Please reproduce part of the group theory proof below word for word, starting at the words that contain "Thanks to the" and ending after "for $p \neq 2$.".

- Source extract -
»»

This is trivial because of the following. So assume there exists a surjection $G\rightarrow \mathbb Z_p$ where $p\neq2$. Then since the order of any transposition is $2$ it goes to $0$ in the image. But transpositions generate $S_n;n\geq2$ and hence $Im$ $G=0$ which contradicts surjectivity.

Answer 2

Thanks to the insight provided by Soumik Ghosh's answer and the extremely clear explanation by Mark, I have managed to translate the quite clever proof into something that I can understand quite simply.

By our hypothesis, $\pi:\mathbb{S}_n\to \mathbb{S}_n/N \cong \mathbb{Z}_p$, for $p \neq 2$.

Since $\mathbb{S}_n$ is generated by transpositions, then any permutation $s=t_1t_2\cdots t_n$ where $t_i$ are transpositions.

However, for $N \trianglelefteq \mathbb{S}_n$, $\pi:\mathbb{S}_n\to \mathbb{S}_n/N$ is a surjective homomorphism so $\forall g\in\mathbb{Z}_p$, $\exists s\in\mathbb{S}_n$ s.t. $\pi(s)=g$.

This implies that $g^2=(\pi(s))^2=\pi(t_1)\cdots\pi(t_n)\pi(t_1)\cdots\pi(t_n)$.

But $\pi$ is abelian so $g^2=\pi(t_1^2)\cdots\pi(t_n^2)=\pi(1)=1$. But every element g is of order $p\neq2$. Contradiction!

««

- Data entries -
»»

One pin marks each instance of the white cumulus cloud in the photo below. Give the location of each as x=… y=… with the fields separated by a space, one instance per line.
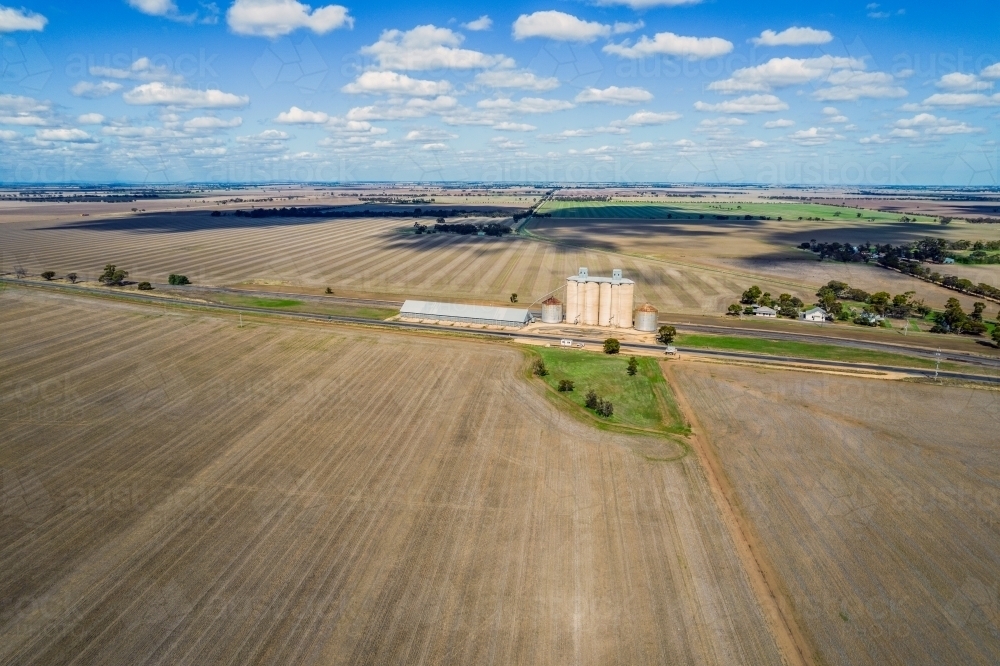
x=667 y=43
x=558 y=26
x=782 y=72
x=95 y=90
x=516 y=79
x=157 y=93
x=484 y=22
x=525 y=105
x=274 y=18
x=747 y=104
x=17 y=20
x=208 y=123
x=65 y=135
x=393 y=83
x=793 y=37
x=646 y=118
x=613 y=95
x=429 y=47
x=297 y=116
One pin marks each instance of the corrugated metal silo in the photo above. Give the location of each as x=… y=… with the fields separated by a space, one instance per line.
x=604 y=311
x=551 y=311
x=591 y=301
x=647 y=319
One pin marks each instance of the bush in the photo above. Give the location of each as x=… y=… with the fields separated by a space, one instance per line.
x=605 y=408
x=666 y=334
x=112 y=276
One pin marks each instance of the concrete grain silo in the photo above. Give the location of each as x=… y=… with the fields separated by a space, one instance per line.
x=572 y=301
x=591 y=303
x=599 y=301
x=647 y=319
x=604 y=309
x=551 y=311
x=625 y=304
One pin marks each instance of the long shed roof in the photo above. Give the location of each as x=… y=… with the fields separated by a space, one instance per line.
x=430 y=310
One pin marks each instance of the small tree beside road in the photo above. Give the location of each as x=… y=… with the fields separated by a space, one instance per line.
x=112 y=276
x=666 y=334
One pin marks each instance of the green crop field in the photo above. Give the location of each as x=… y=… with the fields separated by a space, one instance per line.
x=294 y=305
x=708 y=211
x=642 y=401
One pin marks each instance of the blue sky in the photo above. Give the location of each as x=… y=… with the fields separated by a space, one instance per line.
x=824 y=93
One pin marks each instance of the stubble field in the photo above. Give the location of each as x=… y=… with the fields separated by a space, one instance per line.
x=876 y=502
x=180 y=490
x=375 y=257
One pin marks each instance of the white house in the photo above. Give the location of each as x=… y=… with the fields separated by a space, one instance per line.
x=813 y=314
x=764 y=311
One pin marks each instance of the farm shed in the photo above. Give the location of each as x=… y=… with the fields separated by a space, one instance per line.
x=483 y=315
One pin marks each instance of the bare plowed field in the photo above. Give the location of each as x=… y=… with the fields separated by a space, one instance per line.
x=875 y=502
x=364 y=257
x=180 y=490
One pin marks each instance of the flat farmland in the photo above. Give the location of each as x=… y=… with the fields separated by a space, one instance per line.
x=763 y=250
x=376 y=257
x=876 y=503
x=177 y=489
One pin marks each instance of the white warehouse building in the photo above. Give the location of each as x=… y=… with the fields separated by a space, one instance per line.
x=600 y=301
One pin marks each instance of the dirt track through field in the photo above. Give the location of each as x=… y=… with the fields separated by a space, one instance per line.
x=180 y=490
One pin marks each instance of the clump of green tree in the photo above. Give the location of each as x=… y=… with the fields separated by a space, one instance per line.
x=666 y=334
x=877 y=305
x=112 y=276
x=601 y=406
x=955 y=320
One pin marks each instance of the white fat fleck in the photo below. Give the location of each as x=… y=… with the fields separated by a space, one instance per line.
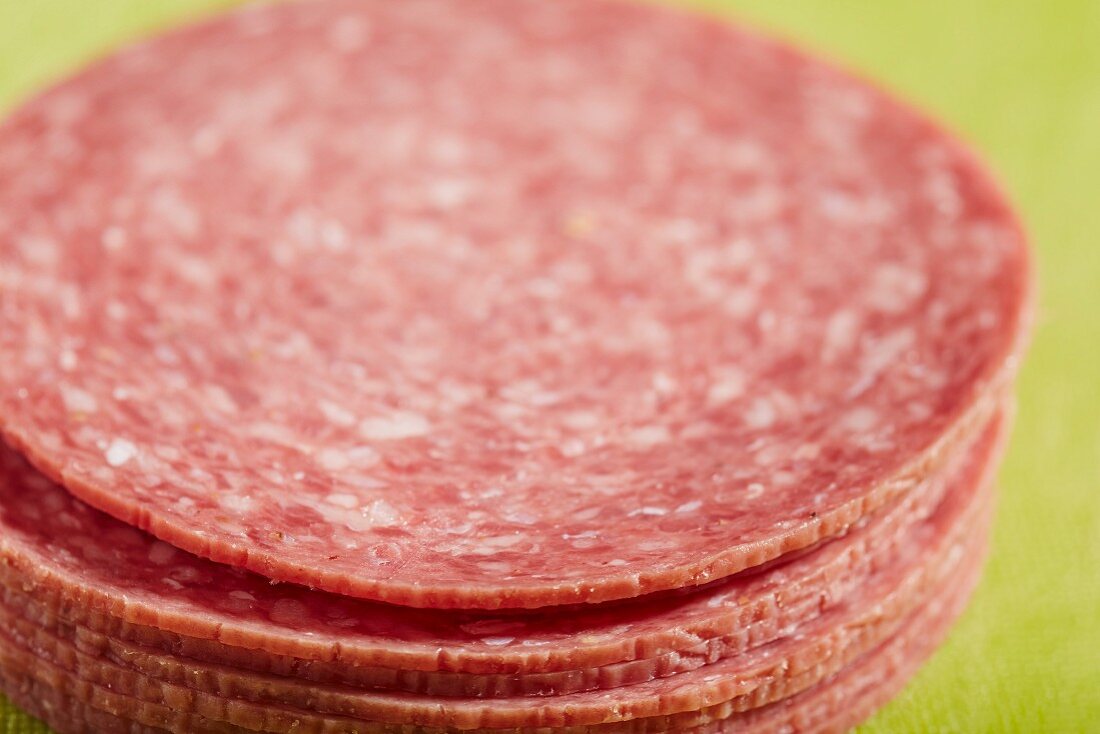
x=760 y=414
x=113 y=239
x=220 y=398
x=842 y=331
x=498 y=541
x=161 y=554
x=76 y=400
x=581 y=420
x=362 y=456
x=648 y=436
x=332 y=459
x=237 y=503
x=395 y=426
x=117 y=310
x=165 y=354
x=663 y=383
x=120 y=451
x=333 y=236
x=572 y=448
x=859 y=419
x=728 y=385
x=347 y=501
x=337 y=414
x=449 y=193
x=381 y=512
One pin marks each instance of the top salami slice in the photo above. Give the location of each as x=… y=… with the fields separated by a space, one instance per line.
x=492 y=303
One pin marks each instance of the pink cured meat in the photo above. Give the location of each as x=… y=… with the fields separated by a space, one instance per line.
x=559 y=298
x=92 y=570
x=800 y=659
x=844 y=698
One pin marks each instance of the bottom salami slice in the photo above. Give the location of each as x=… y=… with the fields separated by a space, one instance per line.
x=763 y=675
x=842 y=700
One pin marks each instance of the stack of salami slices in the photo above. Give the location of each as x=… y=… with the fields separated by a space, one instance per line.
x=488 y=365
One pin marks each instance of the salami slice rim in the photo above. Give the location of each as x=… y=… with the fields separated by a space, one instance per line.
x=177 y=614
x=584 y=425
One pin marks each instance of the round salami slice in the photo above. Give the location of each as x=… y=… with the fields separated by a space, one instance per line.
x=42 y=658
x=61 y=558
x=800 y=658
x=492 y=304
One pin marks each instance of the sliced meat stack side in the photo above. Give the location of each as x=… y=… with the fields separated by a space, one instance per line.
x=490 y=365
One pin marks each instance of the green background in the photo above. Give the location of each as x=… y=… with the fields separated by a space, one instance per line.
x=1021 y=80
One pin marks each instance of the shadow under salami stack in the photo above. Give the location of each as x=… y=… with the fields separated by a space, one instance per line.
x=490 y=365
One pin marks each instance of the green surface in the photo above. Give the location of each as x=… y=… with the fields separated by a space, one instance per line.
x=1021 y=79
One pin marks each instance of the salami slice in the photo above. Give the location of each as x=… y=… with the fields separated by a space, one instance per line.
x=891 y=659
x=61 y=558
x=800 y=659
x=492 y=304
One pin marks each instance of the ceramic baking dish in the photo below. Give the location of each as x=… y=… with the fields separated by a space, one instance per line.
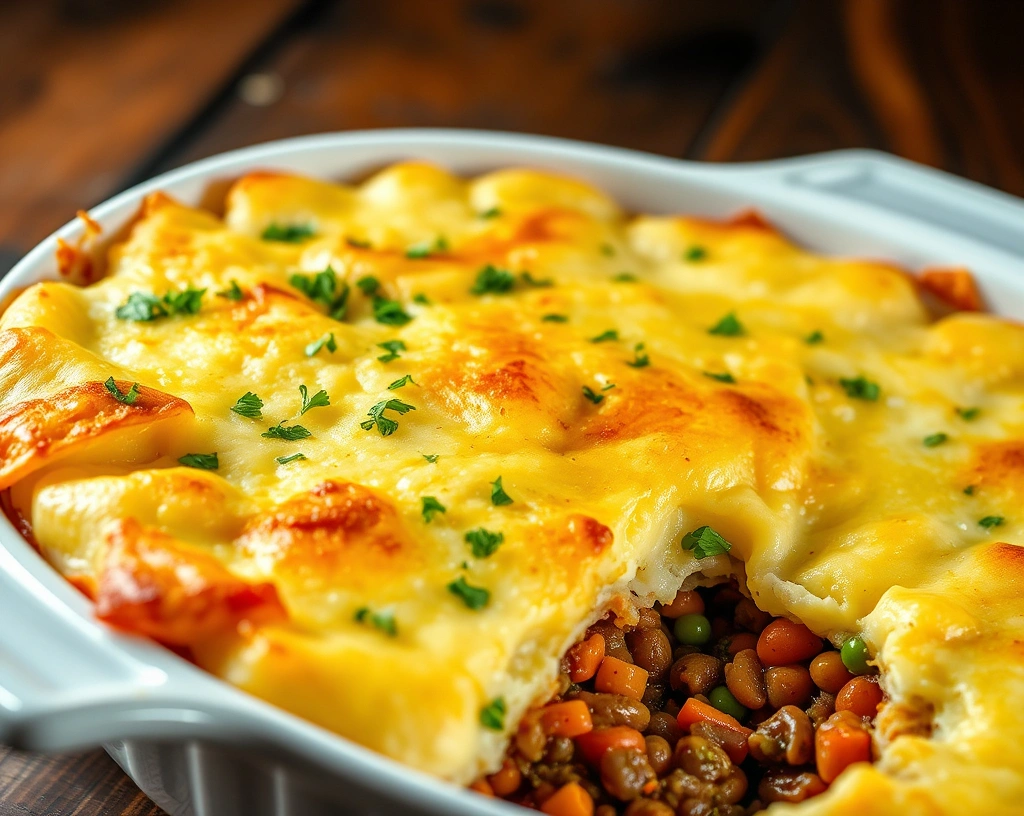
x=198 y=746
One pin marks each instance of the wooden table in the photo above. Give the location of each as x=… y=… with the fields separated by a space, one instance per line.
x=98 y=94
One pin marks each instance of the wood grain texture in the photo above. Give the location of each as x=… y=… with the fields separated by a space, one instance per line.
x=91 y=87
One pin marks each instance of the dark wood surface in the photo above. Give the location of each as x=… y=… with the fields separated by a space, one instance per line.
x=98 y=94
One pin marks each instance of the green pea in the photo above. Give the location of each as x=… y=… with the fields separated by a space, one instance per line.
x=855 y=655
x=692 y=630
x=722 y=699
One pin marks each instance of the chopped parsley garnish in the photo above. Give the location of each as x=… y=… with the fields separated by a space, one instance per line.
x=249 y=405
x=430 y=507
x=704 y=542
x=124 y=397
x=537 y=283
x=384 y=425
x=323 y=288
x=320 y=399
x=473 y=597
x=640 y=358
x=729 y=326
x=493 y=280
x=369 y=285
x=392 y=347
x=143 y=307
x=493 y=715
x=483 y=543
x=382 y=620
x=289 y=233
x=233 y=292
x=291 y=433
x=498 y=495
x=201 y=461
x=860 y=388
x=390 y=312
x=327 y=342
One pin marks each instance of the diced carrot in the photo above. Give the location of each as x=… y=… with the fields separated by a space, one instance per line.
x=619 y=677
x=569 y=719
x=569 y=800
x=585 y=657
x=783 y=642
x=594 y=743
x=695 y=712
x=955 y=288
x=840 y=742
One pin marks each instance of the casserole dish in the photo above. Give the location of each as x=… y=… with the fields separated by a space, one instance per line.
x=198 y=746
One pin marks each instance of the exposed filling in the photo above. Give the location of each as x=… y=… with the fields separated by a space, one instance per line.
x=707 y=705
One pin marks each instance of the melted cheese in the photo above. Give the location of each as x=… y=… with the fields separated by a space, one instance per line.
x=839 y=513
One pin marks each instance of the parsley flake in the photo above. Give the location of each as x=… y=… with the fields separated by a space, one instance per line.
x=382 y=620
x=483 y=543
x=323 y=288
x=390 y=312
x=704 y=542
x=291 y=433
x=233 y=292
x=494 y=281
x=124 y=397
x=473 y=597
x=493 y=715
x=320 y=399
x=392 y=347
x=249 y=405
x=729 y=326
x=384 y=425
x=327 y=342
x=498 y=495
x=430 y=507
x=640 y=358
x=860 y=388
x=288 y=233
x=200 y=461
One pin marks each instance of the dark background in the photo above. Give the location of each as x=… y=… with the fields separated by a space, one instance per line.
x=98 y=94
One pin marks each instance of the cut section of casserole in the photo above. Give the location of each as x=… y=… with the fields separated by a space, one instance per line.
x=457 y=422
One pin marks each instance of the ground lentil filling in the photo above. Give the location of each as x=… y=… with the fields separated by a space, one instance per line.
x=707 y=706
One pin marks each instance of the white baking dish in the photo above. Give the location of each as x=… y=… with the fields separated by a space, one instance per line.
x=195 y=744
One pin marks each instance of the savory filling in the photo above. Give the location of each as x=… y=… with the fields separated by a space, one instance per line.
x=706 y=705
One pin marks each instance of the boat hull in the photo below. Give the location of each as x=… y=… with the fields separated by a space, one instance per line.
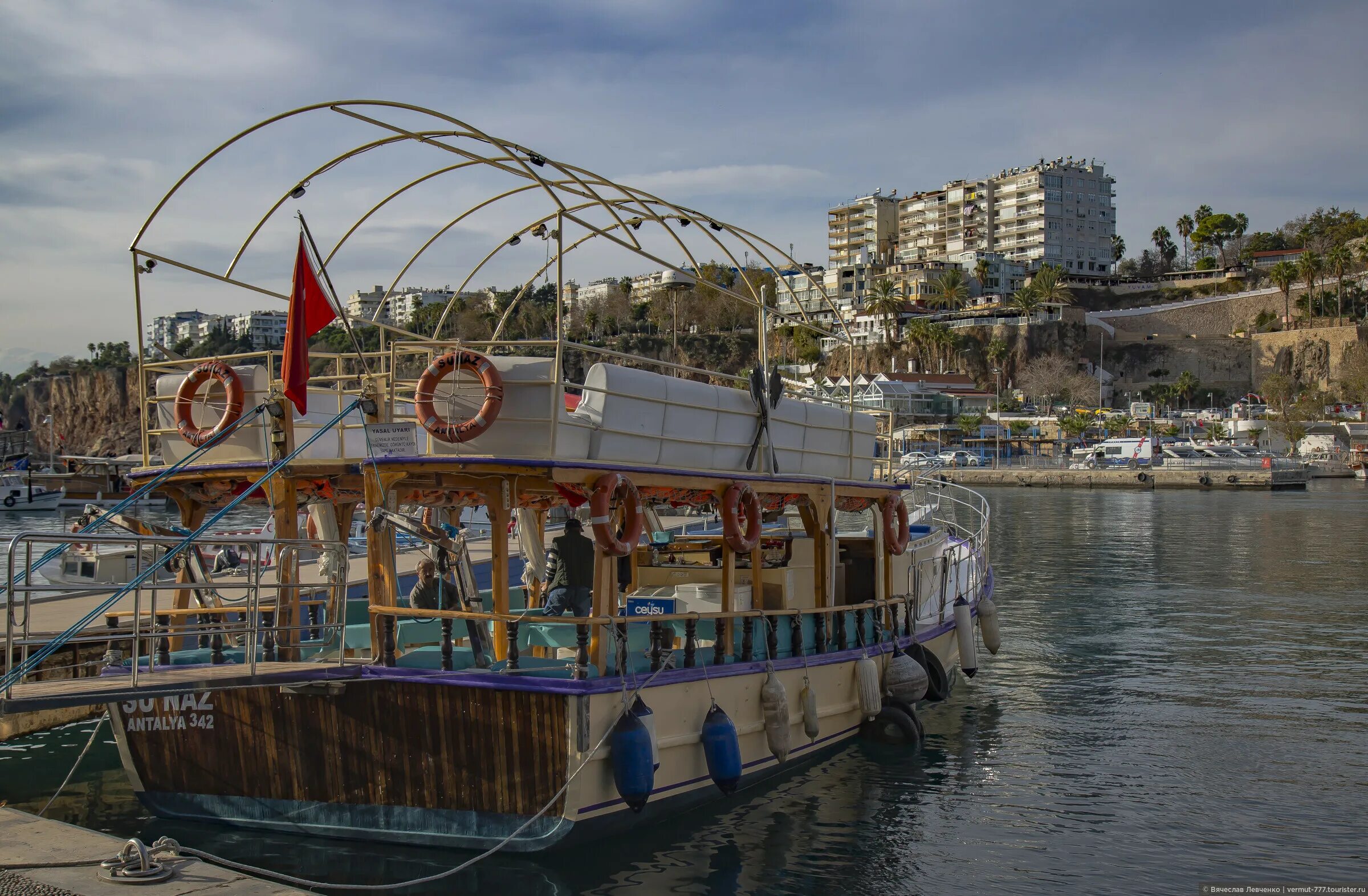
x=463 y=760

««

- Reply to the task -
Thanks to the insight provided by Soumik Ghosh's answer and the extremely clear explanation by Mark, I have managed to translate the quite clever proof into something that I can understand quite simply.

By our hypothesis, $\pi:\mathbb{S}_n\to \mathbb{S}_n/N \cong \mathbb{Z}_p$, for $p \neq 2$.